READING TEXT: Begin

CAE READINGS

 CAE READING


PART 2


Which writer


takes a similar view to writer A on the likely

impact of voluntary work on local people’s

lives?



  1. _______

expresses a different view from the others

on why people do international voluntary

work?

  1. _______

has the same opinion as writer A about

the possible long-term effects on the

volunteers?

  1. ________

shares writer C’s concern about who the

volunteers tend to be?

  1. _________



Volunteer tourism

Four academic writers discuss the topic of international voluntary work.

A

It is hard to argue that the actual contribution

to development amounts to a great deal directly. Whilst volunteer tourists can get involved in building homes or schools, they have usually paid a significant fee for the opportunity to be involved in this work: money that, if donated to a local community directly, could potentially pay for a greater amount of labour than the individual volunteer could ever hope to provide. This is especially so in the case of gap years, in which the level of technical skill or professional experience required of volunteers is negligible. Hence, it is unsurprising that many academic studies allude to the moral issue of whether gap year volunteering is principally motivated by altruism – a desire to benefit the society visited – or whether young people aim to generate ‘cultural capital’ which benefits them in their careers. However, the projects may play a role in developing people who

will, in the course of their careers and lives, act ethically in favour of those less well-off.

C

At its worst, international volunteering can be

imperialist, paternalistic charity, volunteer tourism, or a self-serving quest for career and personal development on the part of well-off Westerners. Or it can be straightforward provision of technical assistance for international development. At its best, international volunteering brings benefits (and costs) to individual volunteers and the organisations within which they work, at the same time as providing the space for an exchange of technical skills, knowledge, and cross-cultural experience in developing communities. Most significantly, volunteering can raise awareness of, and a lifelong commitment to combating, existing unequal power relations and deep-seated causes of

poverty, injustice, and unsustainable development.

READING TEXT: End
DATA SHOWN: Begin

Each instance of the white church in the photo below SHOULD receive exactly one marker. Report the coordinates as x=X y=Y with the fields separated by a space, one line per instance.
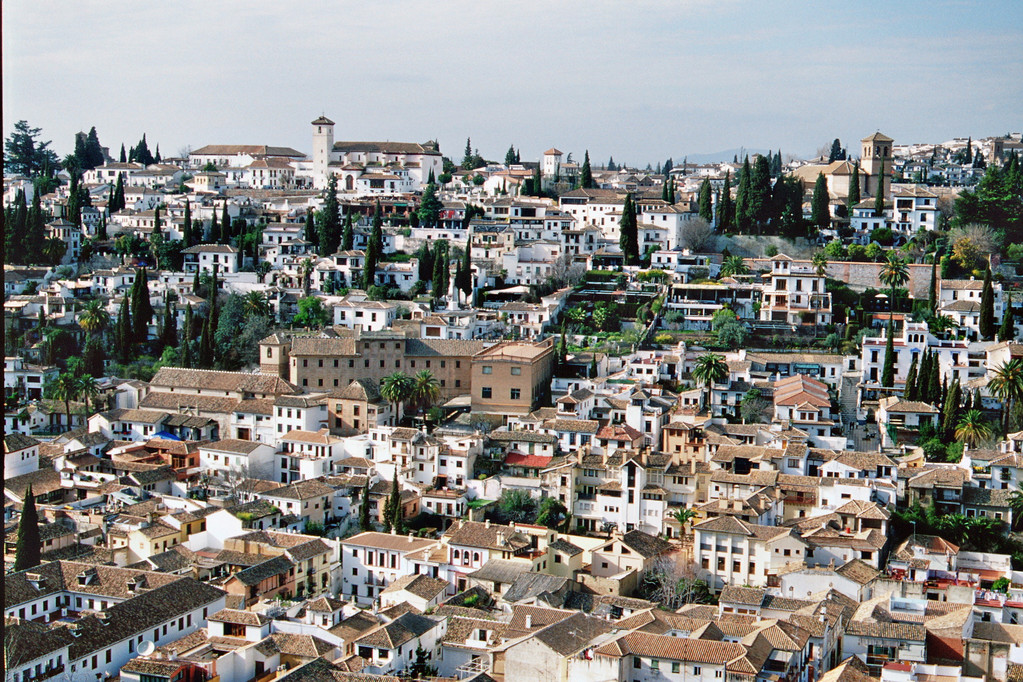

DATA SHOWN: End

◆ EXERCISE GOAL: In the text on volunteer tourism, how does writer A describe the level of technical skill or professional experience required of gap year volunteers?

◆ TASK RESULT: Negligible.